# [TRY IT]
Take the listing below and output it exactly, with no images.

# [EXERCISE INPUT]
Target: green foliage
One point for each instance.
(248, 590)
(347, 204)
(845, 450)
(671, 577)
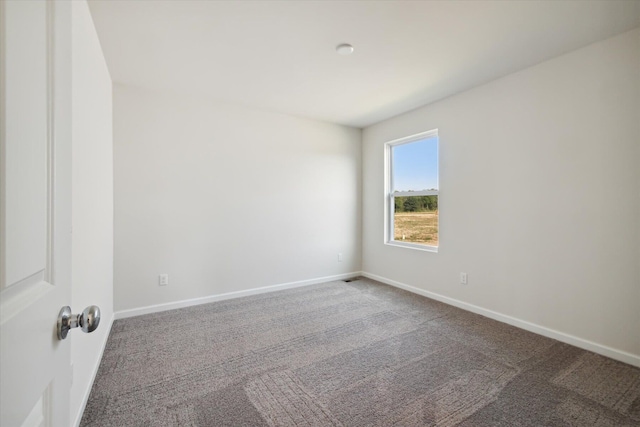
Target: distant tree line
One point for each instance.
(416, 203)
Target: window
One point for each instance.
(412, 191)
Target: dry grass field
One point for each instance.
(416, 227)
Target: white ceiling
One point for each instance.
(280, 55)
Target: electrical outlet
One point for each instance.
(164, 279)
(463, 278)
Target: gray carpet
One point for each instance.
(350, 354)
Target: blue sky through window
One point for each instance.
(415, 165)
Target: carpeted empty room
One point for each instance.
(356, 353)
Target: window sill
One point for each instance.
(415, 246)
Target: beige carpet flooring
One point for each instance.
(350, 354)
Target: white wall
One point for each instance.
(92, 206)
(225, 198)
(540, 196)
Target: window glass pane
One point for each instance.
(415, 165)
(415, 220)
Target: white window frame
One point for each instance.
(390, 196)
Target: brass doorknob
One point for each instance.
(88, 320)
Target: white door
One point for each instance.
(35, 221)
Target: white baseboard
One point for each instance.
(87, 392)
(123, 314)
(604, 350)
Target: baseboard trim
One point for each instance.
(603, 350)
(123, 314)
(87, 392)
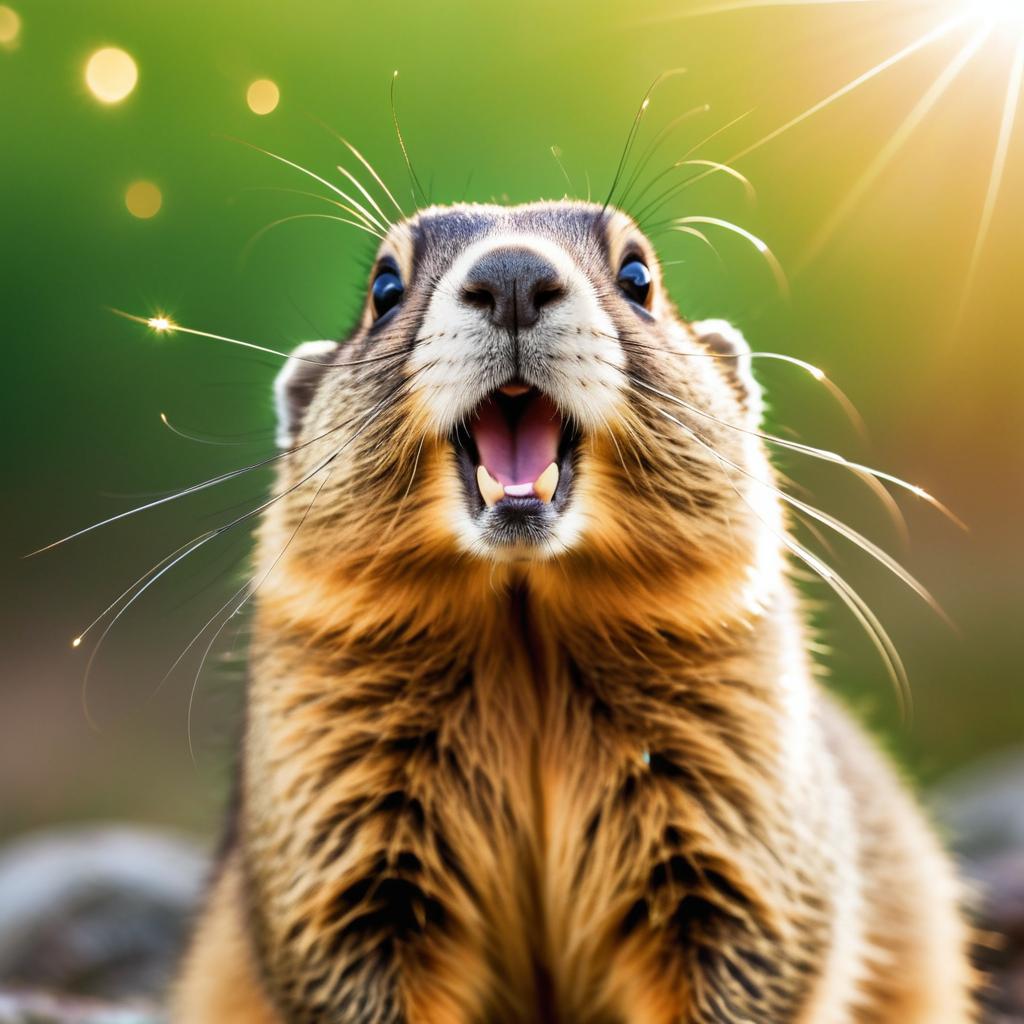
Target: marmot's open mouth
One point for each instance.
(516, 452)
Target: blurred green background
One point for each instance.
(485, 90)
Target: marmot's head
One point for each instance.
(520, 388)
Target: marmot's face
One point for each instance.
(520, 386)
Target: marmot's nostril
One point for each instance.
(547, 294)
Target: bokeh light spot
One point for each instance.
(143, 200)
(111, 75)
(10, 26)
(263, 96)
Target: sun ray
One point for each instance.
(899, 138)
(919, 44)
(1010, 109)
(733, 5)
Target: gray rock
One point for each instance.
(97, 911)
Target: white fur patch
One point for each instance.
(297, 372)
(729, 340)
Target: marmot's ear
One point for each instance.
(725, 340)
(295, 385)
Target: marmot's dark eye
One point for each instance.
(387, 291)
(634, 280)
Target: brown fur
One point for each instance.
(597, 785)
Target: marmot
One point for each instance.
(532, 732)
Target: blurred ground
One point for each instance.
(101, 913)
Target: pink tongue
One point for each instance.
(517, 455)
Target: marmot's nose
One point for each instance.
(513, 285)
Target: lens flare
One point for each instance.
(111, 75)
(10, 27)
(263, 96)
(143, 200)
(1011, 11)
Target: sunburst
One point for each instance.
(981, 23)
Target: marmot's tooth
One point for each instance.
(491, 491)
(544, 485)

# [RESULT]
Target: green foliage
One point for each instance.
(248, 590)
(347, 204)
(845, 450)
(671, 577)
Target: distant tree line
One point for each instance.
(416, 203)
Target: window
One point for each instance.
(412, 191)
Target: dry grass field
One point for each instance.
(416, 227)
Target: white ceiling
One point for each instance.
(280, 55)
Target: electrical outlet
One point for each instance.
(164, 279)
(463, 278)
Target: gray carpet
One point for each instance.
(350, 354)
Target: blue sky through window
One point for each instance.
(415, 165)
Target: carpeted empty room
One point for each instance.
(356, 353)
Target: window sill
One point for each instance.
(415, 246)
Target: beige carpet flooring
One point for each instance.
(350, 354)
Target: white wall
One point for each instance.
(92, 206)
(225, 198)
(540, 196)
Target: window glass pane
One point for each instance.
(415, 165)
(415, 220)
Target: white window frame
One point for each instance.
(390, 196)
Target: brass doorknob
One point for each instance.
(88, 320)
Target: white door
One point for each instance.
(35, 221)
Target: white baseboard
One point for each instance.
(87, 392)
(123, 314)
(604, 350)
Target: baseboard trim
One point for each instance.
(603, 350)
(123, 314)
(87, 392)
Target: marmot's open mouth
One point for each instance.
(516, 452)
Target: blurred green background
One point for each instance.
(485, 90)
Target: marmot's head
One point for each instance.
(520, 388)
Target: marmot's face
One point for each instance.
(520, 386)
Target: marmot's nostril
One point for each instance.
(547, 294)
Target: bokeh light spot
One point for each instance.
(143, 200)
(111, 75)
(10, 26)
(263, 96)
Target: sun ray
One point for each instance.
(899, 138)
(919, 44)
(1010, 109)
(733, 5)
Target: gray rock
One point for each instance.
(97, 911)
Target: white fur patch
One point for each instance.
(297, 372)
(729, 340)
Target: marmot's ear
One point for each instance.
(725, 340)
(295, 385)
Target: marmot's dark eye
One point for each instance.
(387, 291)
(634, 280)
Target: brown fur
One point for each instance.
(597, 785)
Target: marmot
One point for each instance.
(532, 732)
Target: blurred ground
One point for each instance.
(101, 913)
Target: pink tongue
One point for each instance.
(517, 455)
Target: marmot's nose
One point for each instance.
(513, 285)
Target: lens flare
One point for each instance.
(111, 75)
(10, 27)
(263, 96)
(143, 200)
(1011, 11)
Target: sunburst
One point for each instance.
(981, 23)
Target: marmot's tooth
One point for each instance.
(491, 491)
(544, 485)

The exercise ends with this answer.